WHAT TO WORK ON:
Can you present every line of the items below as a numbered list, leaving out any blank lines?

-- BEGIN EXERCISE INPUTS --

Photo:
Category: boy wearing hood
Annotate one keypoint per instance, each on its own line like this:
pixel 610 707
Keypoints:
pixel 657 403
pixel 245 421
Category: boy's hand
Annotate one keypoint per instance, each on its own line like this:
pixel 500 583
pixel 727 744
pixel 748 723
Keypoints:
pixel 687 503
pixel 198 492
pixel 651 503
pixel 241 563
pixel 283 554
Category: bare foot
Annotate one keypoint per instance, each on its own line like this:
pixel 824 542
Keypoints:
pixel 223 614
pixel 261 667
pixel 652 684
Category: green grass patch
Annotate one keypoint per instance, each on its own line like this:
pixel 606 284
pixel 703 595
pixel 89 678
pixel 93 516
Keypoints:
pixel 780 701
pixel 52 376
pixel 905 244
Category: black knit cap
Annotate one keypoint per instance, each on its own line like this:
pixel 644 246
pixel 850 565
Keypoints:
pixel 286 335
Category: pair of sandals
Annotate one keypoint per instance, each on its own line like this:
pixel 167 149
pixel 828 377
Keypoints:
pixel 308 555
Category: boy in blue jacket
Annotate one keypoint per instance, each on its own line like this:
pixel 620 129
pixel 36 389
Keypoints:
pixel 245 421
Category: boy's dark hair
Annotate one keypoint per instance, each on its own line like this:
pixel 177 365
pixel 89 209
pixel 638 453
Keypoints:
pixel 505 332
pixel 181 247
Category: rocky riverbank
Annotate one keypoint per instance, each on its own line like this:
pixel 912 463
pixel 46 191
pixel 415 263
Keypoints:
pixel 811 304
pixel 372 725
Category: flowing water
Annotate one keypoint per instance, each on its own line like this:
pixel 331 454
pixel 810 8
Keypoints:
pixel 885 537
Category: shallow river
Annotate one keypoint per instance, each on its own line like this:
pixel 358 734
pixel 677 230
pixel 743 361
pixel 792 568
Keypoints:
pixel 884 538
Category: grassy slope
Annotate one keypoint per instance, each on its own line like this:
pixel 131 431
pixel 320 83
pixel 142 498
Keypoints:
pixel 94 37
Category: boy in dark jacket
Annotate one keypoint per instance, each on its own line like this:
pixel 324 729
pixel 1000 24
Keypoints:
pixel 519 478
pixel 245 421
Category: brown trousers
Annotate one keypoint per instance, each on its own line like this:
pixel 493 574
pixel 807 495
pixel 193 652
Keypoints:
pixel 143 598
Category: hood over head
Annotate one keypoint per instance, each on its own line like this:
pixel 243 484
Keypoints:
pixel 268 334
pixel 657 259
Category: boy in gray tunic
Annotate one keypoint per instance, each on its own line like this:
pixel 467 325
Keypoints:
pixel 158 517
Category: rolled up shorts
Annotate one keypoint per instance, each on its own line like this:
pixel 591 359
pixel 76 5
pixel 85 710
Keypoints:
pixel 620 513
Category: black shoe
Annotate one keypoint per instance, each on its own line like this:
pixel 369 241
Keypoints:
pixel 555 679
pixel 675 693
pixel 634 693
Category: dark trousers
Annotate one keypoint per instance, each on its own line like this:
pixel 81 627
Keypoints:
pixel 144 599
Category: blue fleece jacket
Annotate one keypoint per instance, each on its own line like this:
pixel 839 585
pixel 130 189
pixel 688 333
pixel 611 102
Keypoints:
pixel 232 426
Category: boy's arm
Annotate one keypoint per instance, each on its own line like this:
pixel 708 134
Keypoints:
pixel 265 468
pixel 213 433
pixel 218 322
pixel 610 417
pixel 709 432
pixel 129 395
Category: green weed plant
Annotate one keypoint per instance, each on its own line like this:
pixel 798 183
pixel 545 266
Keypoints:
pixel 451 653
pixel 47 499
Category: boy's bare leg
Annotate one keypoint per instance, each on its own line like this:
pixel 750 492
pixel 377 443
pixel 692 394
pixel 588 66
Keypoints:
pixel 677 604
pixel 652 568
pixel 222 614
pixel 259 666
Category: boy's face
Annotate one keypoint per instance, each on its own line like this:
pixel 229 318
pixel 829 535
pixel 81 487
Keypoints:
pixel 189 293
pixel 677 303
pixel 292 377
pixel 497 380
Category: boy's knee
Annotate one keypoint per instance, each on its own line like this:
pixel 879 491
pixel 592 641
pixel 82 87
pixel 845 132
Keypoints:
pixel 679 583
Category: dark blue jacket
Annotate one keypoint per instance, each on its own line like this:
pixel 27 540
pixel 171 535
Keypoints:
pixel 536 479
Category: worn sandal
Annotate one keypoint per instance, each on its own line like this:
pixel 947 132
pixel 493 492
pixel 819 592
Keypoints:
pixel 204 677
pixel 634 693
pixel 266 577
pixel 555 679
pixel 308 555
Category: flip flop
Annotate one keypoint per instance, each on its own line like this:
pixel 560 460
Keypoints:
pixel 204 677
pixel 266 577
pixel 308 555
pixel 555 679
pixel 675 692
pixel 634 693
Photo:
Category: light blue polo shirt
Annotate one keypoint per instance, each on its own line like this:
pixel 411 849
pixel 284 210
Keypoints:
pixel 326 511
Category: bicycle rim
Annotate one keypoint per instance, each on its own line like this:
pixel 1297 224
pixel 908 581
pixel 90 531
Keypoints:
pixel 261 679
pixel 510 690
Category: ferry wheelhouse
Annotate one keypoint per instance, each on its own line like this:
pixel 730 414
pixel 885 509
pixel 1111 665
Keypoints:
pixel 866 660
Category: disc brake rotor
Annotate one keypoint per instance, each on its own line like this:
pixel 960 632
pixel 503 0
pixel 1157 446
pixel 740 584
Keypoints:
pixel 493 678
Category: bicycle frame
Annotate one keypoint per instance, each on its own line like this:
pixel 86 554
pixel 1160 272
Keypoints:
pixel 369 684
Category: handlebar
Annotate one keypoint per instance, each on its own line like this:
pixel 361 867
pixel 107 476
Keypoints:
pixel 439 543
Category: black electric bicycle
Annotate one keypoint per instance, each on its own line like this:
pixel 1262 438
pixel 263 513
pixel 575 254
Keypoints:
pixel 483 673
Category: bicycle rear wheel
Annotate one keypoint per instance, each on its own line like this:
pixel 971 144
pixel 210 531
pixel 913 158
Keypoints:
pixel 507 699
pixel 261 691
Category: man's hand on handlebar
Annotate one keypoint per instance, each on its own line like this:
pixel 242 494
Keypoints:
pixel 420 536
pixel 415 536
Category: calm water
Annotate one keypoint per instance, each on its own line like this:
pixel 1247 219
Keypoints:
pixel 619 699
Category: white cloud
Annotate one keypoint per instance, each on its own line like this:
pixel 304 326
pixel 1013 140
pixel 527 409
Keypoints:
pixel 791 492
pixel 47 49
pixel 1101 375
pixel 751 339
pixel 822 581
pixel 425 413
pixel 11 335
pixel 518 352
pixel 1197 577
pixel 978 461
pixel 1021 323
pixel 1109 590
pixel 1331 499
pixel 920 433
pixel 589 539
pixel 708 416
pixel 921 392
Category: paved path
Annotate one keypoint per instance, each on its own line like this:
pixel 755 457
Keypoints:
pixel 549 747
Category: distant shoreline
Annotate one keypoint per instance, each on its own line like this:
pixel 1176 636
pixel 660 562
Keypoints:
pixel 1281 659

-- END EXERCISE INPUTS --

EXERCISE OUTPUT:
1. Photo:
2. Category: boy wearing hood
3. Annotate one keypoint per instance, each on its own line like this:
4. pixel 610 707
5. Keypoints:
6. pixel 657 403
7. pixel 245 421
8. Category: boy's hand
9. Annotate one keypoint per instance, each on its own line like this:
10. pixel 500 583
11. pixel 727 744
12. pixel 748 723
13. Keypoints:
14. pixel 687 503
15. pixel 198 492
16. pixel 651 503
17. pixel 241 563
18. pixel 283 554
19. Category: bare foot
20. Annotate one keypoint per instance, each on its own line like this:
21. pixel 824 542
22. Keypoints:
23. pixel 223 614
24. pixel 261 667
25. pixel 652 684
26. Category: green grass patch
27. Annotate one keypoint per instance, each on its own line like this:
28. pixel 606 284
29. pixel 703 595
30. pixel 89 678
31. pixel 93 516
32. Keypoints:
33. pixel 780 701
34. pixel 52 376
35. pixel 905 244
36. Category: black knit cap
37. Annotate one keypoint per instance, each on its own line like this:
38. pixel 644 246
39. pixel 850 565
40. Keypoints:
41. pixel 286 335
42. Category: pair of sandals
43. Annotate one keypoint per instance, each on its own line like this:
44. pixel 167 149
45. pixel 828 377
46. Keypoints:
47. pixel 308 555
48. Category: boy in blue jacket
49. Annotate one keypoint per instance, each on its own line like this:
50. pixel 620 129
51. pixel 36 389
52. Keypoints:
53. pixel 245 421
54. Category: boy's dark hair
55. Annotate one keypoint per instance, each on its own line like this:
56. pixel 177 365
57. pixel 89 209
58. pixel 638 453
59. Keypoints:
60. pixel 505 332
61. pixel 181 247
62. Category: rocky riverbank
63. Annotate one keypoint per instance, each on its own line like this:
64. pixel 912 463
65. pixel 46 191
66. pixel 415 263
67. Keypoints:
68. pixel 811 304
69. pixel 372 725
70. Category: flowing water
71. Annotate one keypoint per instance, each on its own line like this:
72. pixel 331 454
73. pixel 810 8
74. Keypoints:
75. pixel 885 537
76. Category: shallow river
77. Annotate one keypoint per instance, each on its own line like this:
78. pixel 358 734
79. pixel 677 230
80. pixel 743 361
81. pixel 792 568
82. Keypoints:
83. pixel 884 538
84. Category: grassy slope
85. Annotate one keypoint per instance, each on its own line like this:
86. pixel 131 431
87. pixel 320 83
88. pixel 142 498
89. Keypoints:
90. pixel 94 37
91. Category: boy in dark jacket
92. Annotate one keypoint per instance, each on its own line like this:
93. pixel 324 729
94. pixel 1000 24
95. Keypoints:
96. pixel 519 478
97. pixel 245 421
98. Category: brown trousers
99. Annotate one keypoint per instance, each on its own line like this:
100. pixel 493 574
101. pixel 807 495
102. pixel 193 652
103. Keypoints:
104. pixel 143 598
105. Category: hood over head
106. Annotate one keypoint per instance, each on its own line like this:
107. pixel 243 484
108. Keypoints:
109. pixel 268 334
110. pixel 657 259
111. Category: boy in gray tunic
112. Annotate one keypoint per instance, each on its own line like this:
113. pixel 467 325
114. Keypoints:
115. pixel 158 517
116. Category: rolled up shorts
117. Annotate one keypoint per instance, each on its own line like this:
118. pixel 591 359
119. pixel 76 5
120. pixel 85 710
121. Keypoints:
122. pixel 620 513
123. Category: black shoe
124. Annotate one keypoint per instance, each on its own line like this:
125. pixel 369 241
126. Keypoints:
127. pixel 555 679
128. pixel 675 693
129. pixel 634 693
130. Category: dark trousers
131. Annotate one keypoint per instance, each on its own line like this:
132. pixel 81 627
133. Keypoints:
134. pixel 144 599
135. Category: blue fleece jacket
136. Annotate one keypoint per instance, each on its own line like this:
137. pixel 839 585
138. pixel 130 189
139. pixel 688 333
140. pixel 611 102
141. Keypoints:
142. pixel 232 426
143. Category: boy's arm
144. Annotate one keypoint per instance, each on its own line like this:
145. pixel 708 134
146. Keypoints:
147. pixel 265 468
148. pixel 213 433
149. pixel 218 322
150. pixel 610 417
151. pixel 709 432
152. pixel 129 395
153. Category: green weed plant
154. Annotate one keypoint per instance, each on its own line like this:
155. pixel 798 183
156. pixel 545 266
157. Keypoints:
158. pixel 451 653
159. pixel 47 499
160. Category: boy's bare leg
161. Annotate one keypoint per instance, each on its own line like this:
162. pixel 750 492
163. pixel 377 443
164. pixel 692 394
165. pixel 588 66
166. Keypoints:
167. pixel 677 604
168. pixel 652 568
169. pixel 222 614
170. pixel 259 666
171. Category: boy's face
172. Annotate one keypoint per instance, each on its own line like this:
173. pixel 229 318
174. pixel 829 535
175. pixel 81 487
176. Keypoints:
177. pixel 189 293
178. pixel 677 303
179. pixel 292 377
180. pixel 497 380
181. Category: boy's knee
182. Annotate one keypoint per instance, each on its own line like this:
183. pixel 879 491
184. pixel 592 641
185. pixel 82 87
186. pixel 845 132
187. Keypoints:
188. pixel 679 583
189. Category: dark blue jacket
190. Annotate one keypoint per instance, each on its own line like this:
191. pixel 27 540
192. pixel 171 535
193. Keypoints:
194. pixel 536 479
195. Category: worn sandal
196. Annotate one keypoint per instance, each on its own line like this:
197. pixel 947 132
198. pixel 493 492
199. pixel 819 592
200. Keypoints:
201. pixel 204 677
202. pixel 634 693
203. pixel 266 577
204. pixel 555 679
205. pixel 308 555
206. Category: flip flop
207. Annotate one keypoint per instance, each on its own line like this:
208. pixel 560 460
209. Keypoints:
210. pixel 204 677
211. pixel 266 577
212. pixel 308 555
213. pixel 555 679
214. pixel 675 692
215. pixel 634 693
216. Photo:
217. Category: light blue polo shirt
218. Annotate one keypoint per instance, each on its own line like this:
219. pixel 411 849
220. pixel 284 210
221. Keypoints:
222. pixel 326 511
223. Category: bicycle rim
224. Annotate one keypoint per instance, each on its own line like this:
225. pixel 1297 224
226. pixel 908 581
227. pixel 90 531
228. Keypoints:
229. pixel 261 679
230. pixel 510 690
231. Category: ferry wheelhouse
232. Annotate one keypoint per instance, each on its own line like this:
233. pixel 730 414
234. pixel 885 509
235. pixel 1111 665
236. Keypoints:
237. pixel 866 660
238. Category: disc brake rotor
239. Annotate one keypoint per instance, each on its own line like this:
240. pixel 960 632
241. pixel 503 0
242. pixel 1157 446
243. pixel 740 584
244. Keypoints:
245. pixel 493 678
246. Category: bicycle frame
247. Annotate one keypoint per instance, each on its own line like this:
248. pixel 86 554
249. pixel 1160 272
250. Keypoints:
251. pixel 369 684
252. Category: handlebar
253. Annotate one keypoint per instance, each on its own line like this:
254. pixel 361 867
255. pixel 107 476
256. Keypoints:
257. pixel 439 543
258. Category: black electric bicycle
259. Annotate one keypoint per instance, each on its own line like this:
260. pixel 1262 438
261. pixel 263 513
262. pixel 575 254
263. Keypoints:
264. pixel 483 673
265. Category: bicycle rear wheel
266. Annotate one keypoint per instance, each on its own line like this:
267. pixel 971 144
268. pixel 210 531
269. pixel 913 158
270. Keypoints:
271. pixel 507 699
272. pixel 261 691
273. Category: man's hand on handlebar
274. Annotate one keypoint per instance, each on its own line like this:
275. pixel 242 494
276. Keypoints:
277. pixel 420 536
278. pixel 415 536
279. Category: calm water
280. Annotate one keypoint per instance, each on its own line like this:
281. pixel 1247 219
282. Keypoints:
283. pixel 619 699
284. Category: white cloud
285. Annotate one keypoint per instance, each on its own line like this:
286. pixel 304 326
287. pixel 1013 140
288. pixel 527 409
289. Keypoints:
290. pixel 791 492
291. pixel 47 49
292. pixel 1101 375
293. pixel 751 339
294. pixel 822 581
295. pixel 425 413
296. pixel 11 335
297. pixel 518 352
298. pixel 1197 577
299. pixel 978 461
300. pixel 1021 323
301. pixel 1109 590
302. pixel 1331 499
303. pixel 920 433
304. pixel 589 539
305. pixel 708 416
306. pixel 921 392
307. Category: paved path
308. Annotate one keypoint per instance, each on its own line like this:
309. pixel 755 457
310. Keypoints:
311. pixel 549 747
312. Category: distant shoreline
313. Annotate one keypoint per instance, each on its own line like this:
314. pixel 1176 636
315. pixel 660 562
316. Keypoints:
317. pixel 1281 659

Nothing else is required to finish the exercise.